DONNÉES FOURNIES →
┏━━

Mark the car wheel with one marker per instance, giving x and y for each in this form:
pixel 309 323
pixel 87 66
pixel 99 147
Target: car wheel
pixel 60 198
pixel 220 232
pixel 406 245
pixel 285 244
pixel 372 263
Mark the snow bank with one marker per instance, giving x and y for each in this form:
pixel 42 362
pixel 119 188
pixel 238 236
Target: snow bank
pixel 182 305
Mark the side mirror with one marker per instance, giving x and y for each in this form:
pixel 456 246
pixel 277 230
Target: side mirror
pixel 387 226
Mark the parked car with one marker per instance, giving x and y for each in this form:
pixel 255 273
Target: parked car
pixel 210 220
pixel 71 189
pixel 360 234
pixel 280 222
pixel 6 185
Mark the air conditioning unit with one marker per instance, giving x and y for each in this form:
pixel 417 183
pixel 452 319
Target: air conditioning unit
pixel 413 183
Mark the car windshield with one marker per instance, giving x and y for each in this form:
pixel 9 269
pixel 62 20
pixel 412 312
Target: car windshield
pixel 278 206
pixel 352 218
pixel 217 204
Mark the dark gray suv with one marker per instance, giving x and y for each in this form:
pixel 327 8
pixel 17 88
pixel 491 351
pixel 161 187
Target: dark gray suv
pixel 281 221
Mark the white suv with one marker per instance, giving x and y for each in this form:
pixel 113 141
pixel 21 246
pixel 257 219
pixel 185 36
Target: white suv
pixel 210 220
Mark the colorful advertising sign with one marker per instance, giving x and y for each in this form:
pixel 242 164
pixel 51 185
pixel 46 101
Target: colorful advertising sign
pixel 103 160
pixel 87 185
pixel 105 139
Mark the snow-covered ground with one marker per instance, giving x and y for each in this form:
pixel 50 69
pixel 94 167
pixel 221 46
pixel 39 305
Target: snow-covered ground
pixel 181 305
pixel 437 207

┗━━

TÂCHE À RÉALISER →
Pouvez-vous transformer l'ensemble de ces données en une liste JSON de chaînes, avec une chaîne par ligne et sans les lignes vides ?

SOLUTION PROPOSÉE →
[
  "Mark the car wheel with one marker per instance, giving x and y for each in this form:",
  "pixel 309 323",
  "pixel 87 66",
  "pixel 99 147",
  "Target: car wheel",
  "pixel 60 198",
  "pixel 220 232",
  "pixel 406 245",
  "pixel 285 244",
  "pixel 372 263",
  "Mark the snow bank with one marker per instance, giving x and y for each in this form:",
  "pixel 42 362",
  "pixel 119 188",
  "pixel 238 236",
  "Target: snow bank",
  "pixel 182 305",
  "Mark the side mirror with one marker per instance, giving x and y for each in this form:",
  "pixel 456 246",
  "pixel 277 230",
  "Target: side mirror",
  "pixel 387 226",
  "Mark the parked car with one marker per instance, giving x and y for each in this form:",
  "pixel 255 273",
  "Target: parked car",
  "pixel 210 220",
  "pixel 71 189",
  "pixel 360 234",
  "pixel 280 222",
  "pixel 6 185",
  "Mark the air conditioning unit with one marker per instance, giving x and y for each in this form:",
  "pixel 417 183",
  "pixel 452 319",
  "Target: air conditioning unit",
  "pixel 413 183",
  "Mark the car windshield with one marker per instance, giving x and y for each in this form:",
  "pixel 9 269",
  "pixel 62 20",
  "pixel 412 312",
  "Target: car windshield",
  "pixel 278 206",
  "pixel 352 218",
  "pixel 217 204",
  "Mark the dark gray suv with one marker per instance, giving x and y for each in this form:",
  "pixel 327 8",
  "pixel 17 88",
  "pixel 491 351",
  "pixel 161 187",
  "Target: dark gray suv",
  "pixel 281 221",
  "Mark the white suv with one marker per instance, giving x and y for each in this form:",
  "pixel 113 141",
  "pixel 21 246",
  "pixel 257 219",
  "pixel 185 36",
  "Target: white suv",
  "pixel 210 220",
  "Mark the colorful advertising sign with one marker per instance, giving x and y for each in this form:",
  "pixel 242 164",
  "pixel 51 185",
  "pixel 46 101",
  "Target: colorful advertising sign",
  "pixel 103 160",
  "pixel 87 185",
  "pixel 105 139",
  "Mark the snow-covered ground with one marker per instance, giving x and y for each in this form:",
  "pixel 50 69",
  "pixel 94 167",
  "pixel 221 46",
  "pixel 39 305",
  "Target: snow-covered ground",
  "pixel 181 305",
  "pixel 437 207"
]